抜粋の文章:
※ ※ ※

まず長女のエレナの夫はスペインの貴族リパルダ伯の息子で現ルゴ公爵であるハイメ・デ・ミチャラールで、これは王家の娘の結婚相手としては妥当な線ですが、1995年に、結婚式をマドリッドではなくわざわざアンダルシアの州都セビージャのカテドラルで行ないました。次女のクリスティーナは長女と違って相当に自由に育てたようで、独身時代は一人でバルセロナに住み銀行員として働いた、というちょっと変わったお姫様です。仕事ぶりがどうだったかは知りませんが。この銀行はラ・カシャというカタルーニャ最大の金融機関で、国際オリンピック委員会の元委員長アントニオ・サマランチ(カタルーニャ語ではアントニ・サマランク、以前はフランコ主義者)が重役を務めていたこともあり、また例の「イラク復興」参加金融機関の一つでもあります。住居も特別な場所ではなく、市内の普通の集合住宅(高級な部類だが特別に豪華というわけでもない)に住み、護衛はついていましたが、カタルーニャ語も学び積極的に街の中に出ていました。(なお、ソフィア王妃も、この人はギリシャ王の娘ですが、進んで街の中に出て気楽に手を握るような人で、バルセロナに来るたびにお忍びでお気に入りの日本料理店に食べに来るそうです。)

※ ※ ※

作業 1: スペイン王家の娘たちの文章から「次女のクリスティーナは長女と違って相当に自由に育てたようで、独身時代は一人でバルセロナに住み銀行員として働いた、というちょっと変わったお姫様です。」を英語に訳してください。
作業 2: スペイン王家の娘たちの文章で、クリスティーナが「ちょっと変わったお姫様」と言われているわけを1〜3文で説明してください。

コレクションから取り出した記録:
※ ※ ※

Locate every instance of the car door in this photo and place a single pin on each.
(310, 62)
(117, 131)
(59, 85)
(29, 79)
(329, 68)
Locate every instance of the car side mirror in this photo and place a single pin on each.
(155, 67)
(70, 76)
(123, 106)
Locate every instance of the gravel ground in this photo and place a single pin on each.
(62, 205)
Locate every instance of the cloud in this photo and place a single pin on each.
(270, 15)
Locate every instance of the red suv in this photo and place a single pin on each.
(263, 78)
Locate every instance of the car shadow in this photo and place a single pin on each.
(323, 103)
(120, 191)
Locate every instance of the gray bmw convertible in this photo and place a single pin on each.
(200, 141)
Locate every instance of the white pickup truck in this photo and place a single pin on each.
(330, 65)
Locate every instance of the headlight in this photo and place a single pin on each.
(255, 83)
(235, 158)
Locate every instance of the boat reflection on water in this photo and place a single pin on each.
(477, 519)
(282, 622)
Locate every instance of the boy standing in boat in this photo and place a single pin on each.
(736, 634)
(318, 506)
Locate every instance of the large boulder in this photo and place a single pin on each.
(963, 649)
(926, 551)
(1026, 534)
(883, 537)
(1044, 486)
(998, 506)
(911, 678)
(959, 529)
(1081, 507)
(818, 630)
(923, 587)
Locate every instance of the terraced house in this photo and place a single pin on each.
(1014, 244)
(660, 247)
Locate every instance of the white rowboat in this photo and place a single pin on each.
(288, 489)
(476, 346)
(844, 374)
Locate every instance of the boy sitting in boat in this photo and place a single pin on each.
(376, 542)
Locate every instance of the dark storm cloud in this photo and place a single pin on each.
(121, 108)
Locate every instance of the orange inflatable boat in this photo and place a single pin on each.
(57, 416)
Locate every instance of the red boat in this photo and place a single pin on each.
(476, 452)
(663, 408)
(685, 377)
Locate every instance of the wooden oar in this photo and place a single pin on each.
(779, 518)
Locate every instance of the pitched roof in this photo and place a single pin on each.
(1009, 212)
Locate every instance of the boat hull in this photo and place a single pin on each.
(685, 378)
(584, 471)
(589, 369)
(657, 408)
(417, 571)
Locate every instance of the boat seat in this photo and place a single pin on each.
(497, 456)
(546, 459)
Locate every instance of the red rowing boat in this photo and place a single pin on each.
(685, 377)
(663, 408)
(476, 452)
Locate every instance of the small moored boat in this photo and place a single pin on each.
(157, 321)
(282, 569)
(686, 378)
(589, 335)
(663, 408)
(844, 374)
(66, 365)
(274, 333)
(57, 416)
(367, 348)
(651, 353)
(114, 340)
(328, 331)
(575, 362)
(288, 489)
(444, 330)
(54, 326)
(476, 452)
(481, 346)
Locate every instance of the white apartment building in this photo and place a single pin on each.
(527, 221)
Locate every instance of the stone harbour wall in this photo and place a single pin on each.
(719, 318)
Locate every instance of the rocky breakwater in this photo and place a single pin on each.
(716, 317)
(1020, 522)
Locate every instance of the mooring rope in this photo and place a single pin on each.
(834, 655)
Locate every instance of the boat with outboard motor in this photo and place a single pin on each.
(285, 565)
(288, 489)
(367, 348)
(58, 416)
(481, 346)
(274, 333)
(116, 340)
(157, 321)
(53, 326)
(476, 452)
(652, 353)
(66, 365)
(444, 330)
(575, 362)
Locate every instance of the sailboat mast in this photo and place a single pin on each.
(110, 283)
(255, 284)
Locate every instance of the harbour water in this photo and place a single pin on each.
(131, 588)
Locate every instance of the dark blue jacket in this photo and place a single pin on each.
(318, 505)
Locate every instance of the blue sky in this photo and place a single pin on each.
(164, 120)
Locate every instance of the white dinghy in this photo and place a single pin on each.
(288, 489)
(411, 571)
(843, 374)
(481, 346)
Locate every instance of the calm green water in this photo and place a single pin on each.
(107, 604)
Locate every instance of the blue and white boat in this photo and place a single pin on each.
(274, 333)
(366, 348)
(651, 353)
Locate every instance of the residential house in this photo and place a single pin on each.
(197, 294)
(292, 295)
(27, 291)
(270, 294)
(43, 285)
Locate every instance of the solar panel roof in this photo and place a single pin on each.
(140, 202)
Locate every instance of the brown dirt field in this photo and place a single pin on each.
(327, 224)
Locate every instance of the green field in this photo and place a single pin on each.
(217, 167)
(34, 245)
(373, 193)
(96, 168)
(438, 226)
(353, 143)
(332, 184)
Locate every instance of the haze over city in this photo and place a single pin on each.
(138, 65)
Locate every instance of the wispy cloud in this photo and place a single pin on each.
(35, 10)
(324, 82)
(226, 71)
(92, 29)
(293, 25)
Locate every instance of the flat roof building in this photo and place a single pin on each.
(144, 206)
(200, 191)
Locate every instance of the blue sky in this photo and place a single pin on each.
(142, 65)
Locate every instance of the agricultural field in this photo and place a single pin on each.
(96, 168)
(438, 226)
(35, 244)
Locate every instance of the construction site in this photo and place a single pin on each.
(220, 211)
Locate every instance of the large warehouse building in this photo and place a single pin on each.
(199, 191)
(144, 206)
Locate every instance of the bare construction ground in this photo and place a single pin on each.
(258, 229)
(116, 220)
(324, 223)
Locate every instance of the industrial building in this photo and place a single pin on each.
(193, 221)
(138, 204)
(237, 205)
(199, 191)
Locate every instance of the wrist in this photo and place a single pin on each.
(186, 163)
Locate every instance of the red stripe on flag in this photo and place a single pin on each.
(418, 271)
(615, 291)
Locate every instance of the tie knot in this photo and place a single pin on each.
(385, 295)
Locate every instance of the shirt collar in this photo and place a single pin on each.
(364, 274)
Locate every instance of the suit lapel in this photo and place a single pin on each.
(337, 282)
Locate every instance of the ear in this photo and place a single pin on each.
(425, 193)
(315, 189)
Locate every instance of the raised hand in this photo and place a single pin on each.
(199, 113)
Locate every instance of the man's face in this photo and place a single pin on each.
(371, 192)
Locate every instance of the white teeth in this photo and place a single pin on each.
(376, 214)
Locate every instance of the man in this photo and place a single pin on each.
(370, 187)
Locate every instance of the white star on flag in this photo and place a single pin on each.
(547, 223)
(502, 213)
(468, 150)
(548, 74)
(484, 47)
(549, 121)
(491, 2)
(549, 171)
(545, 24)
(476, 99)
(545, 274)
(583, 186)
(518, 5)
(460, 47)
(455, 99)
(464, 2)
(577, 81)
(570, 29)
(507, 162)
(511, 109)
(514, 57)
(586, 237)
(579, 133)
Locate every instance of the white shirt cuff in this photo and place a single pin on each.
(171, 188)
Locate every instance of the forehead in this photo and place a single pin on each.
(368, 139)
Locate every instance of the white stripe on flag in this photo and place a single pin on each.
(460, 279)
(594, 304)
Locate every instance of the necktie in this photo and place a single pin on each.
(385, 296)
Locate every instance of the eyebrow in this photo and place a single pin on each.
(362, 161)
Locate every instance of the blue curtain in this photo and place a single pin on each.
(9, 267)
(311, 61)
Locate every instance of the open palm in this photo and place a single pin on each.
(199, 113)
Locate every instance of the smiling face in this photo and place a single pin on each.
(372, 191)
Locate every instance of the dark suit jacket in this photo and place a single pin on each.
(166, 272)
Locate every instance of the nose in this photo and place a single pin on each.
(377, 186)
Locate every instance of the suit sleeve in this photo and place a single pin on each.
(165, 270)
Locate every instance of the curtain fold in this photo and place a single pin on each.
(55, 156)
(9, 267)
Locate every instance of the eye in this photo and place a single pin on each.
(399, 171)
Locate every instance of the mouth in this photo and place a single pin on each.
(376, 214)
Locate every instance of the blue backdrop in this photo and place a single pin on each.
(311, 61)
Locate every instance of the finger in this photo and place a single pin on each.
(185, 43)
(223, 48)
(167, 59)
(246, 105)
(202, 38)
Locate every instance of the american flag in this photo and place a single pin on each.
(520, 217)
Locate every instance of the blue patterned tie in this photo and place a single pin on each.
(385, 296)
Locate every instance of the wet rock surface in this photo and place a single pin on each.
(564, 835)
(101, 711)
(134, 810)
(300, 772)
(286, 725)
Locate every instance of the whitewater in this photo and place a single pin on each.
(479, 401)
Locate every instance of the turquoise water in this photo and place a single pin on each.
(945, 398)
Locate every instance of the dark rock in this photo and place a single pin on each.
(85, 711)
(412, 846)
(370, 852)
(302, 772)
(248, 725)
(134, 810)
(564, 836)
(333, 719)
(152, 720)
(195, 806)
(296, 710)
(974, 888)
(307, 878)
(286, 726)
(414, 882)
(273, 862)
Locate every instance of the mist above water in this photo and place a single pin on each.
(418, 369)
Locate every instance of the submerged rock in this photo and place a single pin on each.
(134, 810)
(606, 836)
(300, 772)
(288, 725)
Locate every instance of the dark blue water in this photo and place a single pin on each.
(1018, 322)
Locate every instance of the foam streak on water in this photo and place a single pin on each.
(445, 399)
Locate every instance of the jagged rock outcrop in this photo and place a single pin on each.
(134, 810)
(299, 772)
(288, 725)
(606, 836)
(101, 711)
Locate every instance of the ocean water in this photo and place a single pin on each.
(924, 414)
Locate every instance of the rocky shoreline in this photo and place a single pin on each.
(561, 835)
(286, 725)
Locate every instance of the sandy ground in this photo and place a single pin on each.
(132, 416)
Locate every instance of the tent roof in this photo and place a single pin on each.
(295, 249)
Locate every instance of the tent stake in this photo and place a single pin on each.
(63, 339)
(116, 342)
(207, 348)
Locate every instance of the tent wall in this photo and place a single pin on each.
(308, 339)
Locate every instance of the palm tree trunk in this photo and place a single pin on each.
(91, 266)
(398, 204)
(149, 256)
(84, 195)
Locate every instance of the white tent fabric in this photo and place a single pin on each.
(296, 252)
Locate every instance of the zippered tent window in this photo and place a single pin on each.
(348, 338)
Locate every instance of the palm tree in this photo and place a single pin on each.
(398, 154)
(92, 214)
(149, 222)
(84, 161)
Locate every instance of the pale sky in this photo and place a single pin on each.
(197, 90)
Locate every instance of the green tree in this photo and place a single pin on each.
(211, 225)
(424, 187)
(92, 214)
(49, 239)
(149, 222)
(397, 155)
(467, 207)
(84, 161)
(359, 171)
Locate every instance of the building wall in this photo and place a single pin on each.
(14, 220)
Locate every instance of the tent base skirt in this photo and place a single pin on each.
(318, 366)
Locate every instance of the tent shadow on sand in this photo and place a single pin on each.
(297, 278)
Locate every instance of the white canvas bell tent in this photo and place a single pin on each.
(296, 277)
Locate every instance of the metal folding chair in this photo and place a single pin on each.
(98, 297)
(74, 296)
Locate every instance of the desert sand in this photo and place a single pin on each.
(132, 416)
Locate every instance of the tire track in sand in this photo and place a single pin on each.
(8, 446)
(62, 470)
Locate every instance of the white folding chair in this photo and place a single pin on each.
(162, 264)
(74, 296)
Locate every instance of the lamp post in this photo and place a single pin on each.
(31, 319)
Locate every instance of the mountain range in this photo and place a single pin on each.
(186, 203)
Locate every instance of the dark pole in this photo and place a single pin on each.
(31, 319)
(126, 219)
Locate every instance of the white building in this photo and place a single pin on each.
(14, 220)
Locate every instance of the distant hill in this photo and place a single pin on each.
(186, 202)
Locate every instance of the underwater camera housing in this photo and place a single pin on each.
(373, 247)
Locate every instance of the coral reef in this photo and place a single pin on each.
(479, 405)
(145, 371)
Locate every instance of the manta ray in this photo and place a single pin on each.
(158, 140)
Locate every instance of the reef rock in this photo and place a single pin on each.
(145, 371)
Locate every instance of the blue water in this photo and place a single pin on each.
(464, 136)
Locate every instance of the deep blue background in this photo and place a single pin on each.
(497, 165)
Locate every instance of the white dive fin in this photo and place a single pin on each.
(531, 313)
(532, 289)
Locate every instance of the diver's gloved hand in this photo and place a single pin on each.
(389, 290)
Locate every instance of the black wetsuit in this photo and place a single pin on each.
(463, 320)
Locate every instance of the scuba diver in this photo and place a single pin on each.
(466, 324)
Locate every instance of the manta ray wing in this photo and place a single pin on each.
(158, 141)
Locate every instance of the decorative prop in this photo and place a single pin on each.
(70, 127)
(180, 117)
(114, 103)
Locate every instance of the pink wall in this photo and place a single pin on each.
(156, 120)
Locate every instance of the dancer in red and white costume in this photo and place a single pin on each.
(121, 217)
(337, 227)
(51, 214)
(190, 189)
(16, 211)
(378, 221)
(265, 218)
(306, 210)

※ ※ ※

解答 1: Unlike her older sister, the second daughter, Cristina, seems to have been raised with considerable freedom; she is a somewhat unusual princess who, while single, lived on her own in Barcelona and worked as a bank employee.

解答 2: 独身時代に一人でバルセロナに住み、銀行員として働いていたからです。長女と違って、かなり自由に育てられたようだとも書かれています。